• WORK TO DO
Output the line that contains "Please tag the hazy" and every line after it to the end of the entries, with nothing added or left out.
--- start ENTRIES SHOWN ---
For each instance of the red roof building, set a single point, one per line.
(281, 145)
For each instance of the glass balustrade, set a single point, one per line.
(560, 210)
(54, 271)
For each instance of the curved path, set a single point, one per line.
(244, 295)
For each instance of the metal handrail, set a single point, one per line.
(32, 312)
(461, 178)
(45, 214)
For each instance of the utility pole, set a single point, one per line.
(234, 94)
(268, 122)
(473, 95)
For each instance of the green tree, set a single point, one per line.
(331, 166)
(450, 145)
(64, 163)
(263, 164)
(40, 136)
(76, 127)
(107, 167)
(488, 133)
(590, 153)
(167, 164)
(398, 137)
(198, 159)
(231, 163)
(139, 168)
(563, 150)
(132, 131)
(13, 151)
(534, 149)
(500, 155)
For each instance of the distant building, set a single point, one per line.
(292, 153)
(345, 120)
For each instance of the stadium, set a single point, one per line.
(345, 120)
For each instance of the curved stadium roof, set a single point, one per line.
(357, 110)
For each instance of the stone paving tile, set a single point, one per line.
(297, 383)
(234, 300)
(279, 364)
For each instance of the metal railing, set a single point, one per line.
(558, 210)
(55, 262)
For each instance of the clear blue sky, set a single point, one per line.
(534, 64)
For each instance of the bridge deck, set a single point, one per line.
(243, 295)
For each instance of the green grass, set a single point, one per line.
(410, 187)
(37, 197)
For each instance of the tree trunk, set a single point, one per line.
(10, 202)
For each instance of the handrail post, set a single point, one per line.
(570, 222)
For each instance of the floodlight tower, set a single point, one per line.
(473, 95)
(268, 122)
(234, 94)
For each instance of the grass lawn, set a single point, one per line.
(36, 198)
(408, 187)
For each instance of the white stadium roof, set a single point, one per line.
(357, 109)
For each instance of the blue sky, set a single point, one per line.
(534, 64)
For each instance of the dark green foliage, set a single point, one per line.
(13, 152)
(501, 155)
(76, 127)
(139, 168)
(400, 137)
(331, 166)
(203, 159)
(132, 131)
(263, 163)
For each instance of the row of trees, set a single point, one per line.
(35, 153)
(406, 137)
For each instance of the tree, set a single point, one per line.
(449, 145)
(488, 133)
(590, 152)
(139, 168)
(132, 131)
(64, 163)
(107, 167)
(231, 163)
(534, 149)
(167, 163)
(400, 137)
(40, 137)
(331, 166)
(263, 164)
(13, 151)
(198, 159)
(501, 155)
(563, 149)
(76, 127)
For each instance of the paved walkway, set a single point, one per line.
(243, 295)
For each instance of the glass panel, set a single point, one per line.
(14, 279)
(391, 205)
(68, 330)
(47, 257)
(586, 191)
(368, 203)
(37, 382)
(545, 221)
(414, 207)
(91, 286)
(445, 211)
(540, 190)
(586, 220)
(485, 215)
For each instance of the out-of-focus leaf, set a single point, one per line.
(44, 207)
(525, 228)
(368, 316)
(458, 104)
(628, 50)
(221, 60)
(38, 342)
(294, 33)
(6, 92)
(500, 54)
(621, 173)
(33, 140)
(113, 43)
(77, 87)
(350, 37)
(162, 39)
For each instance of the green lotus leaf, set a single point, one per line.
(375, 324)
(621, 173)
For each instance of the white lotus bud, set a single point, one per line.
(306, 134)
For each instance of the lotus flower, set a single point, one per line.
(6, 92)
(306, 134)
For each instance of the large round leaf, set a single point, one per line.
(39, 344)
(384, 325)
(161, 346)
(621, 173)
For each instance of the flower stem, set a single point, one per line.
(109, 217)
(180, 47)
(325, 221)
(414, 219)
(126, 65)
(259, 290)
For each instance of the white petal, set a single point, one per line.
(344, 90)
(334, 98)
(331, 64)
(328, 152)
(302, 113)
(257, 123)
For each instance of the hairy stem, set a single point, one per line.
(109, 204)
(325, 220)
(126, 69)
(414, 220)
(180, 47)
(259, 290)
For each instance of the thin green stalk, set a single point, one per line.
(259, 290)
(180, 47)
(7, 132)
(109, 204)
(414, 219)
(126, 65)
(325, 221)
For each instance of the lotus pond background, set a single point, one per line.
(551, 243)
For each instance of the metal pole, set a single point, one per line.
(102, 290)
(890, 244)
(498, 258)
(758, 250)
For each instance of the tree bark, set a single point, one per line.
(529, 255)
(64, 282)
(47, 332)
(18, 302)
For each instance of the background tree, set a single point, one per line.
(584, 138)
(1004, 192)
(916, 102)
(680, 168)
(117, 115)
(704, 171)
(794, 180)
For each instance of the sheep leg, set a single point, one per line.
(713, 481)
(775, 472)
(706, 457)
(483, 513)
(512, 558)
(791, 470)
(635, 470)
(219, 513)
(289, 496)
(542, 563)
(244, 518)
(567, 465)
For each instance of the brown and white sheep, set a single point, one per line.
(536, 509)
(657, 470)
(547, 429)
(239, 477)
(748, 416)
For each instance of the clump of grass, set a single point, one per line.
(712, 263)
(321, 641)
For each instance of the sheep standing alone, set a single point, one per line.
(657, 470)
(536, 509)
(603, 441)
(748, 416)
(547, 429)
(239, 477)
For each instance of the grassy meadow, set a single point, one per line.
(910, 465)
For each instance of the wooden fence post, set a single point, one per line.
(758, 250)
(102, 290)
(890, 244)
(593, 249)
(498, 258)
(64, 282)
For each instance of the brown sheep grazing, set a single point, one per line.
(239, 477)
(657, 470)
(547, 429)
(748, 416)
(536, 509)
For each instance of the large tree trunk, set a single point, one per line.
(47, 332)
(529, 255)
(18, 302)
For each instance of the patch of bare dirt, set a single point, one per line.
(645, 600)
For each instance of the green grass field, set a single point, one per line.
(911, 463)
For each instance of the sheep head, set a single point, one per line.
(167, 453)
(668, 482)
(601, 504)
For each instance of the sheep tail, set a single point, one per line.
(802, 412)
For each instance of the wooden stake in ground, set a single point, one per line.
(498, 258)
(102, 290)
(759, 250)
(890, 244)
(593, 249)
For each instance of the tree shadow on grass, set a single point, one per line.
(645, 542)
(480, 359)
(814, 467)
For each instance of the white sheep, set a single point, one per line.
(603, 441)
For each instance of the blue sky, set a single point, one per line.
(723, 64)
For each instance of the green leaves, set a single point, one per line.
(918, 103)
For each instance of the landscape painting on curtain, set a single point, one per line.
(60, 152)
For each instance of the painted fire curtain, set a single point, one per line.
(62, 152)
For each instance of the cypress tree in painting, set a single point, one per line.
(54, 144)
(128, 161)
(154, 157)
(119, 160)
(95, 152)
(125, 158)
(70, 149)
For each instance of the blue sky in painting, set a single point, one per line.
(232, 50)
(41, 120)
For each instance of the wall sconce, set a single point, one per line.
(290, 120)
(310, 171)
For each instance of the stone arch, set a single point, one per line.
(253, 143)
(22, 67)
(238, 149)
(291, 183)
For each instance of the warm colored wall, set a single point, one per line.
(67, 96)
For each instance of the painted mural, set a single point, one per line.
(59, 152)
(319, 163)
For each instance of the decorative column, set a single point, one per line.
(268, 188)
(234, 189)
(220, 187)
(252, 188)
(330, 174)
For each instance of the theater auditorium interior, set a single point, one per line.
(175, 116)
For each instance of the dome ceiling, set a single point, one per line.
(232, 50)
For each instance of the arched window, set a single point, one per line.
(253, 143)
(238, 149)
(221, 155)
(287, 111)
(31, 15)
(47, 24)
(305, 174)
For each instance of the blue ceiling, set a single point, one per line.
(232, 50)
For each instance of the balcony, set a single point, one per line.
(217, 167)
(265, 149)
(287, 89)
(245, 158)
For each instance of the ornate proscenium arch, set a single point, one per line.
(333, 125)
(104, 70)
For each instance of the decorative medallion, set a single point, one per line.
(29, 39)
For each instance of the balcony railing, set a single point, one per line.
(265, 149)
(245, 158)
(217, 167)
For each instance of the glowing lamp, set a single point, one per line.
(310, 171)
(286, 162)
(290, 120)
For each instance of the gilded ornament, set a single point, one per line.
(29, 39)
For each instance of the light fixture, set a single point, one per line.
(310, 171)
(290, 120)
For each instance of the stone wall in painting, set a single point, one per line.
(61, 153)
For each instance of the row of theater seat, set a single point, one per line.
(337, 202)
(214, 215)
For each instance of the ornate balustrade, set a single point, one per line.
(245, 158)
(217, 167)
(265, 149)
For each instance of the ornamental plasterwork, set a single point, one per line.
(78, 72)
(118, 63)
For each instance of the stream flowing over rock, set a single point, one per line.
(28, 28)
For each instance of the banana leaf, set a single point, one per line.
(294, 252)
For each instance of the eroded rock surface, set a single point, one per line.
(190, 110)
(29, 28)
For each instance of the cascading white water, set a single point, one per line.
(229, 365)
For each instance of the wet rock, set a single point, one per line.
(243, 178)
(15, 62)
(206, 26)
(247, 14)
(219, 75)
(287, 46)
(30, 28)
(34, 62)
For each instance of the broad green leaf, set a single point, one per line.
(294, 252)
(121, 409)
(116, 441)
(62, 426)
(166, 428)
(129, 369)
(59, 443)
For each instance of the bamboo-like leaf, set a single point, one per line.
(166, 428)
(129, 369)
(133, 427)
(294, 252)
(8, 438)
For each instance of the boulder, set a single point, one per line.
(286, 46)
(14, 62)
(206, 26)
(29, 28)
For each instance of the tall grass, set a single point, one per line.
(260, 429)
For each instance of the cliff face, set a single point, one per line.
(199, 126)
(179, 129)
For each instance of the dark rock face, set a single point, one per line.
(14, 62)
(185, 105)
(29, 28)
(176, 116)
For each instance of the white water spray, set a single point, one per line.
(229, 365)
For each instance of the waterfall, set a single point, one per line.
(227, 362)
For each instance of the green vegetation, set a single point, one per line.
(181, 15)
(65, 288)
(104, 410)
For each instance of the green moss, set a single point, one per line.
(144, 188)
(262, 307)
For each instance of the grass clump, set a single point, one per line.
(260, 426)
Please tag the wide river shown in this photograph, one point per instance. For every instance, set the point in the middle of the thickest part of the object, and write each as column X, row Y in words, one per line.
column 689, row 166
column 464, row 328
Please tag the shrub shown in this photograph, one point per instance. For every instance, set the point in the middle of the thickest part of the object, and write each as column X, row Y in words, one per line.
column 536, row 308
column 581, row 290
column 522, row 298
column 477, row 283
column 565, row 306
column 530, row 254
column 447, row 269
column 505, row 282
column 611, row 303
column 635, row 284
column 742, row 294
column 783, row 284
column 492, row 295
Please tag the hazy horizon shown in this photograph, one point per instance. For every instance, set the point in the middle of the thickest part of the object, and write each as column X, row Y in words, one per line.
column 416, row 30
--- end ENTRIES SHOWN ---
• TASK ANSWER
Please tag the hazy horizon shown in this photograph, one point per instance. For every instance, set the point in the middle of the thickest part of the object, and write each as column X, row Y in words, one per line.
column 416, row 30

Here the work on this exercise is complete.